BEGIN SUPPLIED PASSAGE

Leadership Fellows 2016
Bethany Blakely – Biological Sciences
Engaging community members with the ecosystems around them is an important step toward public awareness of and support for environmental problem solving. In cooperation with the Notre Dame Linked Experimental Ecosystem Facility (ND-LEEF) and St. Patrick’s Park I will organize a suite of outreach efforts focused on three components: planning and leading a high-school level seminar on environmental sensing, working with St. Patrick’s park to plan educational hikes at ND-LEEF, and overseeing the preparation and publication of audiovisual media on my lab’s ND-LEEF research. Through these programs, I hope to introduce young people to environmental science, improve local resident’s appreciation of their area ecosystems and the ways in which they are studied, and further strengthen the relationships between the University of Notre Dame, St. Patrick’s Park, and the wider South Bend community.
Jenna Davidson – Biological Sciences
I am developing a medical entomology laboratory course to be implemented in Spring 2016 in the Department of Biological Sciences. A majority of the biology undergraduate students at Notre Dame hope to attend medical school. This laboratory course will teach students how to identify insects to species that spread disease among humans, explain the morphology and life cycle of pathogens in humans and arthropods, and describe the general clinical course, pathology, and epidemiology of multiple arthropod-borne human diseases. Utilizing my platform as a teaching assistant, I will teach students to think Independently and solve problems critically while encouraging a collaborative learning environment. The long-term goal of my practicum is to provide a working knowledge of medically important insects as a tool for my students’ careers.
Jamee Elder – History and Philosophy of Science
Within the Reilly Center for Science Technology and Values, I will focus on the development of the 2017 “Reilly Top 10” list of ethical dilemmas and policy issues in science and technology (reillytop10.com). This project requires input from a range of sources about the most pressing emerging issues in science and technology; once the topics have been selected, I will research and promote the list both within the Notre Dame community and beyond to further the conversation. Through this project, I hope to develop some of the skills required to provide public leadership on ethical issues in science and technology, while contributing to the fulfillment of one of the main goals of the “Top 10” list engaging as many people as possible in important discussions about the challenges (and opportunities!) at the intersection of science and society.

END SUPPLIED PASSAGE

#### WORK TO COMPLETE
Answer from the Leadership Fellows 2016 text.
(a) Besides ND-LEEF, which park does Bethany Blakely name as a partner for her outreach efforts?
(b) In what semester and year is Jenna Davidson's medical entomology laboratory course to be implemented?
(c) For what year is the "Reilly Top 10" list that Jamee Elder will focus on?
Use only the Leadership Fellows 2016 text to answer.

BEGIN SOURCE INFORMATION

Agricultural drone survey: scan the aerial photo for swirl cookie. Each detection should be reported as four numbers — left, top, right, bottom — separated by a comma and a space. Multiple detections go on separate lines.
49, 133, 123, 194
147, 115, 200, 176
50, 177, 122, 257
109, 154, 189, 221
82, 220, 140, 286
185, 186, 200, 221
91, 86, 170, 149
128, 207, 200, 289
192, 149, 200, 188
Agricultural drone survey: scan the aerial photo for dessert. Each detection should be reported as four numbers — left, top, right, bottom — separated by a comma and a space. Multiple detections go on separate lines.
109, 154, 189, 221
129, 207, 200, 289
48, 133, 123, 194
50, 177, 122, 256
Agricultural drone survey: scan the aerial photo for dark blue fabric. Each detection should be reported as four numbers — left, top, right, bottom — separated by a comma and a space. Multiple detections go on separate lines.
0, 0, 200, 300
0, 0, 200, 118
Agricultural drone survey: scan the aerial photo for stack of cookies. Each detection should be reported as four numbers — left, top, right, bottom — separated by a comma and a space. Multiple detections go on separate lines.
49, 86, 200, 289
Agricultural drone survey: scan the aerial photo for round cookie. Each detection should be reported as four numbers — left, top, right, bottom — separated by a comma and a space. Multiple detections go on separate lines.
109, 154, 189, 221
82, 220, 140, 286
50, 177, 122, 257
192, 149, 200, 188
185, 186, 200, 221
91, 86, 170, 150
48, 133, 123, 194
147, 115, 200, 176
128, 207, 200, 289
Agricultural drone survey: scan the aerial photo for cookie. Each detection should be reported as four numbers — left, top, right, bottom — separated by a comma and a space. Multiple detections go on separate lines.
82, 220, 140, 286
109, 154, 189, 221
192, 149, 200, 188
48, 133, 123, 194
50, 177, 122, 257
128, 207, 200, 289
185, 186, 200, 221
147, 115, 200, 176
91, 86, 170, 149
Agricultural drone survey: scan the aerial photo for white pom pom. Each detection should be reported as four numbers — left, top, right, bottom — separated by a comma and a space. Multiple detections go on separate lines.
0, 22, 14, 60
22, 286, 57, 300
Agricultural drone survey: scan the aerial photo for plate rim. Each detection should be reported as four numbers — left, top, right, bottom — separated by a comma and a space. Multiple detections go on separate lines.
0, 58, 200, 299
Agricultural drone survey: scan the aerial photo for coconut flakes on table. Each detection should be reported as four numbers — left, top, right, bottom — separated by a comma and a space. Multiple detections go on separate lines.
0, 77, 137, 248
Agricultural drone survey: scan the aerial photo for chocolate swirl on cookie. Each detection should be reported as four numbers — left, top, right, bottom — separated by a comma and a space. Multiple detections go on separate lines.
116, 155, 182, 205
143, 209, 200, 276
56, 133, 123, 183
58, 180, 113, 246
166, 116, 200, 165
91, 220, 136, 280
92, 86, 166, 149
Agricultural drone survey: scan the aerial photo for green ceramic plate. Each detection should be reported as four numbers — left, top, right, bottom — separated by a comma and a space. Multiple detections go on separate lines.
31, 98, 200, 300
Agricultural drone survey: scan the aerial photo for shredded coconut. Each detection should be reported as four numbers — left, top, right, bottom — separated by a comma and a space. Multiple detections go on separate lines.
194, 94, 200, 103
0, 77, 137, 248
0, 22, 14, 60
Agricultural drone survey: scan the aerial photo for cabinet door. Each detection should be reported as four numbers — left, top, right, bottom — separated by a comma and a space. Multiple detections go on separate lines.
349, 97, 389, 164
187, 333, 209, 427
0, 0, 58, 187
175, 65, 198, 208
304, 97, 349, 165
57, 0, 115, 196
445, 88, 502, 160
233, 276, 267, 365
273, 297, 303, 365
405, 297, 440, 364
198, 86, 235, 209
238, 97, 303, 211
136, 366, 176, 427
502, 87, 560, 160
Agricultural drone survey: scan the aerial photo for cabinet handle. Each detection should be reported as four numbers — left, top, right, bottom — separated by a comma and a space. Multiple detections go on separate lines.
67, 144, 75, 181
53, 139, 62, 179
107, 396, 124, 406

END SOURCE INFORMATION

#### RESPONSE
(a) St. Patrick's Park
(b) Spring 2016
(c) 2017